- _EXERCISES TO COMPLETE_:
1 - In the scoliosis study excerpt below, rewrite the paragraph beginning "Data are presented as mean" as a bulleted list that keeps its main facts.
2 - According to the scoliosis study excerpt below, how many patients had postoperative distal adding-on during follow-up?

Patients were allocated to an adding-on group or no adding-on group according to the occurrence of distal adding-on. Demographic data, including age, sex, Risser grade at surgery, and length of follow-up were recorded. Clinical data, including fused levels, operative time, estimated blood loss, and complications, were also recorded. Demographic, clinical, and radiological data of both groups were compared. The SRS-22 questionnaire was administered preoperatively and at the 24-month postoperative follow-up to determine clinical outcomes.
Data are presented as mean ± standard deviation. SPSS 22.0 (IBM Corp., Armonk, NY, USA) was used to perform the statistical analyses. Normal distribution of the data was assessed using the Kolmogorov–Smirnov test. Nonparametric data were analyzed by the Mann–Whitney U test or the Wilcoxon signed-rank test. A logistic regression analysis was also performed. Statistical significance was set at P < 0.05.
A total of 46 patients with Lenke 5C AIS were recruited for this study. Demographic data and baseline radiographic parameters of the included patients are summarized in Table 1. Postoperative distal adding-on occurred in eight patients (17.4%) during follow-up.
There were no significant differences in terms of sex, Risser grade at surgery, operative time, estimated blood loss, fused segments, and follow-up period between the two groups (Table 2).

- _ENTRIES PROVIDED_:
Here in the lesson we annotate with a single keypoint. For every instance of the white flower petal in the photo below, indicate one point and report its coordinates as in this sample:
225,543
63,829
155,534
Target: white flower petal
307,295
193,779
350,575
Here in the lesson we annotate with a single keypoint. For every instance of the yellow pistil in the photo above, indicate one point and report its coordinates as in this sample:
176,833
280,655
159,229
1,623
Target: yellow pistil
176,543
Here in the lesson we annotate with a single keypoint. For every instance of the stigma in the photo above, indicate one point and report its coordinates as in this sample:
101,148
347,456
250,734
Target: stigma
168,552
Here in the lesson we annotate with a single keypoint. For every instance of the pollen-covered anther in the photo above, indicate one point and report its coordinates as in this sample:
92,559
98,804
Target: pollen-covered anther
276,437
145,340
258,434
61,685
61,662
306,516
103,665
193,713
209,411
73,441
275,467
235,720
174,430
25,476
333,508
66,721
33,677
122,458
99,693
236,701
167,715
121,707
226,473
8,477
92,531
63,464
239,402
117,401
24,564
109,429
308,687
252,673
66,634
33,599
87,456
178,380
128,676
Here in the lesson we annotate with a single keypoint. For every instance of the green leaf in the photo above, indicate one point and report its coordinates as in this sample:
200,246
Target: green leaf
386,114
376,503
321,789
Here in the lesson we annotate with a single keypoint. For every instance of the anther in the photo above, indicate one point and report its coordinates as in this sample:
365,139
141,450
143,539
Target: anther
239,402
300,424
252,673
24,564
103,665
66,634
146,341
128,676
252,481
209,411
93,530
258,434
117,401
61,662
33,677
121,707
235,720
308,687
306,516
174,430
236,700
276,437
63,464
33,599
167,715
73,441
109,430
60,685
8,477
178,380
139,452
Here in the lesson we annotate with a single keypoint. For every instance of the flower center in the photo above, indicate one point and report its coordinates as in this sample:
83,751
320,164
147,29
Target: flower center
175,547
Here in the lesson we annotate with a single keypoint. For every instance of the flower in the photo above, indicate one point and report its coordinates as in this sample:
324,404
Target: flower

- _RESULTS OF THE EXERCISE_:
1 -
- Data are reported as mean ± standard deviation.
- Statistical analyses were done with SPSS 22.0 (IBM Corp., Armonk, NY, USA).
- The Kolmogorov–Smirnov test checked whether the data were normally distributed.
- Nonparametric data were analyzed with the Mann–Whitney U test or the Wilcoxon signed-rank test.
- A logistic regression analysis was also performed.
- Statistical significance was set at P < 0.05.

2 - Eight patients (17.4%).